**Things to do:**
1 > According to the passage on Aurobindo, which ideological concept did he champion as a radical?
2 > In the passage on Aurobindo, why is it called remarkable that he placed India's freedom in the larger context of the destiny of the human race?
3 > Please write the next part of the passage on Aurobindo, beginning after its final sentence.

**Text passage:**

This was in 1893, decades before the Marxist-Leninist revolution in the erstwhile Soviet Union. According to him, the proletariat may appear to be docile and immobile, but whoever succeeds in understanding the proletariat and arousing them will be the master of India’s destiny. This was a very crucial statement, because sometimes the Indian freedom struggle had been labeled as a ‘bhadralok movement’ or an elitist movement.
Among the radical nationalists, Aurobindo was the first person to take the movement out of the drawing room and onto the streets, minds and hearts of the Indian people. As a radical, Aurobindo was the exponent of the ideological concept of ‘poorna swaraj’ or complete independence theme, as rightly said by Lokmanya Tilak, “Swaraj is my birth right and I shall have it.”
Lastly, a very important point to remember is that Aurobindo always placed India’s freedom in the larger context of the destiny of the human race. This fact is most remarkable because revolutionaries talk only about their own country. However, Sri Aurobindo always had a deeper vision of what India should do for humanity. In fact, he said that India has to be free in order to play its role in the emancipation of the human race.

**Data supplied:**
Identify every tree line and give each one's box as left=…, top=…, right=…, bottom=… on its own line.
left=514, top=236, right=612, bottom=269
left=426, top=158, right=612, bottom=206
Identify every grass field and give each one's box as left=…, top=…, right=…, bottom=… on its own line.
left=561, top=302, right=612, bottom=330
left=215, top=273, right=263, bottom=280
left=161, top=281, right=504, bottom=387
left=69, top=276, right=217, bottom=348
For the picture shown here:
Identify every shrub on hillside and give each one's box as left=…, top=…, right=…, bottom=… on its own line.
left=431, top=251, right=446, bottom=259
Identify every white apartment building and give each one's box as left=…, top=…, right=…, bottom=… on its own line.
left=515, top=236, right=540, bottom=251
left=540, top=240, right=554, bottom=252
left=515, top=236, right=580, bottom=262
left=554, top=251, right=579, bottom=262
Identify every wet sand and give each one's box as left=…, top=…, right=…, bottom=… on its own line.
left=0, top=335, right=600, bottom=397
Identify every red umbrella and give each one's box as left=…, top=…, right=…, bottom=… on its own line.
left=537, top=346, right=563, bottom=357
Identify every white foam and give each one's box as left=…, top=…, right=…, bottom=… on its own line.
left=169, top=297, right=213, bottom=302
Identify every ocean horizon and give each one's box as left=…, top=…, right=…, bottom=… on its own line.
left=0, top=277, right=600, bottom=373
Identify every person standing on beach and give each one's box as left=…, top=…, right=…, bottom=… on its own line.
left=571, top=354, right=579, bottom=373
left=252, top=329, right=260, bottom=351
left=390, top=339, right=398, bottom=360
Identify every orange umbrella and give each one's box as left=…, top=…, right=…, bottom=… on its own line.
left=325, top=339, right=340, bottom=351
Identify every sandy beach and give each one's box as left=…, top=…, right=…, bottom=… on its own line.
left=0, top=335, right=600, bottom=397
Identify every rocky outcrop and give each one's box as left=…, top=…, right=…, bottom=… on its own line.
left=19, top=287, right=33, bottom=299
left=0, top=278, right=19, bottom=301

---

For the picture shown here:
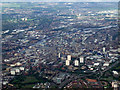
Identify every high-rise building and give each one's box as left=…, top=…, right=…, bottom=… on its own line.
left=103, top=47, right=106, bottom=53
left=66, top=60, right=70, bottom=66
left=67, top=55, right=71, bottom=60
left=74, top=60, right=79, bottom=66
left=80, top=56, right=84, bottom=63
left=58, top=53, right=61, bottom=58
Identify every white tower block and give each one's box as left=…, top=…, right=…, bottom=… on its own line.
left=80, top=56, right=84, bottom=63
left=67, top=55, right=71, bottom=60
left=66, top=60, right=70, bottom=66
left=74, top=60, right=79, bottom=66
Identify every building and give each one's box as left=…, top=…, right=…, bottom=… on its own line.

**Task-by-task outputs:**
1 > The concept of 'poorna swaraj', or complete independence.

2 > It is remarkable because revolutionaries talk only about their own country. Aurobindo instead had a deeper vision of what India should do for humanity.

3 >
Politics for him was an aspect of the broader process of personal, national and international spiritual development. He looked upon Indian independence as an essential turn in the life of this ancient land for playing the role of a spiritual guide of humanity at large. He believed this was India’s predetermined role and that she could rise to that level only through the teachings of the ‘Santan’ religion of India. Nationalism cannot afford to neglect anyone.
Sri Aurobindo's Spiritual Realisations
At Pondicherry, Sri Aurobindo developed a spiritual practice he called Integral Yoga. Central to Integral yoga is the idea that Spirit manifests itself in a process of involution, meanwhile forgetting its origins. The reverse process of evolution is driven toward a complete manifestation of spirit.
According to Sri Aurobindo, the current status of human evolution is an intermediate stage in the evolution of being, which is on its way to the unfolding of the spirit, and the self-revelation of divinity in all things.[2] Yoga is a rapid and concentrated evolution of being, which can take effect in one life-time, while unassisted natural evolution would take many centuries or many births.
Involution is the extension of Spirit, the Absolute, to create a universe of separate forms. Being manifests itself as a multiplicity of forms, meanwhile becoming lost in the inconscience of matter. The first manifestation of Spirit in the process of involution is as Satchitananda, and then as Supermind, the intermediate link between the higher (Spirit) and lower (matter, life, and mind) nature.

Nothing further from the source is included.